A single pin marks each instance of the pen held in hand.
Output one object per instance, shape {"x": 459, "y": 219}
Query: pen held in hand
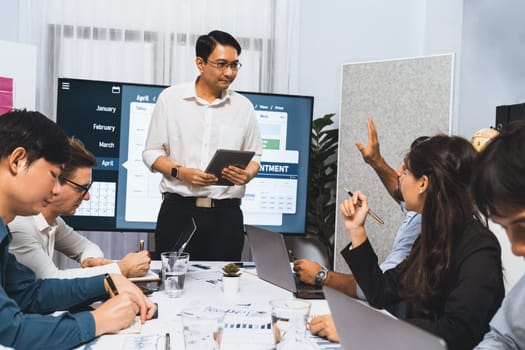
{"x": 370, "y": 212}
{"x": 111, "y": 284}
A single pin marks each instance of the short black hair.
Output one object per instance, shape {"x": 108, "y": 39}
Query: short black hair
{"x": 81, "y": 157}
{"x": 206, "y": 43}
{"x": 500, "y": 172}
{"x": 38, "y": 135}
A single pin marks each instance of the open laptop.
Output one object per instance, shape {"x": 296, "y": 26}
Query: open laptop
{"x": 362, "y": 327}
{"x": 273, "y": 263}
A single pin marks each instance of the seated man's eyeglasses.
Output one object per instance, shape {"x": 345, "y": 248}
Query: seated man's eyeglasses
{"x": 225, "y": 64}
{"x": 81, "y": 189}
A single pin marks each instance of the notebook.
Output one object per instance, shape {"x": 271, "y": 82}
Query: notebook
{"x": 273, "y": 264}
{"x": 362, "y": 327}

============================================================

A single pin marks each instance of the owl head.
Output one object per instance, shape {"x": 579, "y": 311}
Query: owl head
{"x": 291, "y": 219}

============================================================

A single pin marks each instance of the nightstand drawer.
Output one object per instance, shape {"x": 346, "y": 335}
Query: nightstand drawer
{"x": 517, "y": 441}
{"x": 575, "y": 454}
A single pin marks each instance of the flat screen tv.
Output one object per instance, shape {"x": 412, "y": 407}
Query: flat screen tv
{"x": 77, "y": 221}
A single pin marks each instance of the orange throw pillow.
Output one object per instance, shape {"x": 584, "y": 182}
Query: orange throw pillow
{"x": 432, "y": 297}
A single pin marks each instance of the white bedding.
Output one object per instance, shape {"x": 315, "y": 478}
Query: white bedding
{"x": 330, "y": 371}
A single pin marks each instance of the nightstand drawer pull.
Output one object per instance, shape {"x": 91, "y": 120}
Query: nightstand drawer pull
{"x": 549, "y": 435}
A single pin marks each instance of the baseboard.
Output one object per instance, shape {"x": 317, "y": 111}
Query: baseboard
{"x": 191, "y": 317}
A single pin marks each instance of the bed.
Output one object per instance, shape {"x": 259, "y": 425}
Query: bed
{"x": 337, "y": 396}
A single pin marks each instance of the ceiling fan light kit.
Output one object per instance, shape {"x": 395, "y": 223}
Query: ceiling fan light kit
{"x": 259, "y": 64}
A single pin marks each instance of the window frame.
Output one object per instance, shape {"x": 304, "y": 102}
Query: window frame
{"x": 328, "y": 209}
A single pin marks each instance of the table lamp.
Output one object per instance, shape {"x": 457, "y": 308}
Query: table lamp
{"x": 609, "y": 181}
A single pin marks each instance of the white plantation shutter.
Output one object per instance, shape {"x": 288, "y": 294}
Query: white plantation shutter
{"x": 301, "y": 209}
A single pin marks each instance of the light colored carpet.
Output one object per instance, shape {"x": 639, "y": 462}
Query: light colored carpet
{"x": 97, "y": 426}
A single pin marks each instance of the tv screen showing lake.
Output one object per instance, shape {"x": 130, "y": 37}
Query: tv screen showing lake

============================================================

_TASK TO CARRY OUT_.
Set down precisely the lines above between the line holding "Query: white plantation shutter" and the line holding "A single pin marks each instance of the tv", inclusive, and nothing beyond them.

_OUTPUT_.
Query: white plantation shutter
{"x": 301, "y": 209}
A single pin marks each instance of the light colored carpet.
Output one object per instance, shape {"x": 639, "y": 462}
Query: light colored carpet
{"x": 97, "y": 426}
A single pin marks each instance of the tv screen showing lake.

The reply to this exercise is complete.